▶ [Text section]
-----

Thanks to SNUE for lots more to think about. Except to object that i was not
judging
relative frequency of nounization in world languages (I simply have no basis
for knowing!) it seems we have a lot of agreement.

What did you folks think of the Hutchin's piece, which is laid out in length
in his
harvard u press book.

Back to my local teaching obligations.
mike

On Sun, Apr 5, 2009 at 4:38 PM, David Kellogg <vaughndogblack@yahoo.com>wrote:

>
> Mike--I'm forwarding your messages to the others concerned. Actually,
> Yongho and Shushu are both ex-SNUE (undergrad and grad school) and now work
> as teachers. Yongho's doing a Ph.D. (and Shushu appears to be doing sporadic
> research in salsa dancing) and we only meet once a week. But here's what I
> think.
>
> 1, the socio-institutionally arranged-for concept. Right NOW we are making
> sense of Chapter Six in Thinking and Speech, so I think that the idea of
> "instructed" concepts is more specific (hence probably more useful) than the
> alternative you propose (which I think expands Yongho's "artificial
> concepts"). But of course this isn't true in the contexts you suggest and
> it's not even true in other chapters of T&S (e.g. Chapter Four).
>
> So I think we are not at all hostile to the move you propose. In fact,
> we've been noticing all the long that Vygotsky does an awful lot of the same
> thing, laying VIOLENT hands on terms taken from other people (e.g.
> "syncretism" from Piaget, "complexes" and "pseudoconcepts" from the Sterns,
> and "potential concepts" from the Buhlers) and hollowing them out like a
> gourd in order to place the brilliant candle of his own thinking inside.
>
> So we get "subject-dominated" for syncretic, "object-dominated" for
> complexes, and "abstraction" for potential concepts, just to take the
> examples from Chapter Five. But of course the operation he performs on
> spontaneous concepts (everyday concepts) and nonspontaneous ones (science,
> instructed, socioculturally arranged for concepts) in Chapter Six is in
> every respect the same.

-----

▶ [Work to do]
(A) Name every term that the Vygotsky email thread says Vygotsky took from other people, and give the source it names for each.
(B) Extend the Vygotsky email thread past its final sentence with the passage that would come next.

▶ [Given information]

-----

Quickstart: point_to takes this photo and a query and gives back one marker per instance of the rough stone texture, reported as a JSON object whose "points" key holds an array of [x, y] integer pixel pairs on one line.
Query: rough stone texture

-----

▶ [Final answers]
(A)
- "syncretism" (from Piaget)
- "complexes" (from the Sterns)
- "pseudoconcepts" (from the Sterns)
- "potential concepts" (from the Buhlers)

(B)
>
> 2. Grammatical reification, or the creation of concepts in the image of
> objects by language. I think you overestimate the degree to which this is
> universal even in English. Halliday denies that it is an aspect of English
> before the sixteenth century; he points to its utter absence in the
> scientific writing of Chaucer. I note that your own coinage,
> "social-institutionally arranged for concept" is something of a move in the
> other direction.
>
> Of course, Russian, German, French and Standard Average European languages
> generally practice grammatical reification to a very high degree, and
> Halliday makes the point that they all start to do so at roughly the same
> time (around the sixteenth century). Galileo is to Italian almost exactly
> what Newton is to English.
>
> But academic language in Chinese, probably the oldest institutionally
> arranged for register on earth which is still used, does not emphasize nouns
> at all; if anything what is stressed is the stative verb (which corresponds
> roughly to the copula plus adjective construction in English). Note that
> even Vygotsky, whose scientific thinking is not exactly Russian OR German OR
> French, abandons the "noun-like" concept in Chapter Six, where his model of
> the concept is not one of Sakharov's blocks or even a group of them but
> rather the abstract relation represented by "because" and "although".
>
> These relations are not necessarily linked to any particular semantic or
> grammatical form. We can say:
>
> I'm ugly. But I'm gentle. (relator realized as conjunct)
> I'm ugly, but I'm gentle. (circumstance realized as conjunction)
> Although my appearance may displease, I am gentle (process realized by verb
> and subject)
> Although my ugliness may disgust, I am gentle. (quality realized as a noun)
> When the shock of my ugliness passes, you will see that I am gentle (entity
> + modifier realized as noun and prepositional phrase).
>
> In English these forms are not, to borrow your term,
> socially-institutionally equal: there is a distinct sense in which the later
> terms are more formal and more adult.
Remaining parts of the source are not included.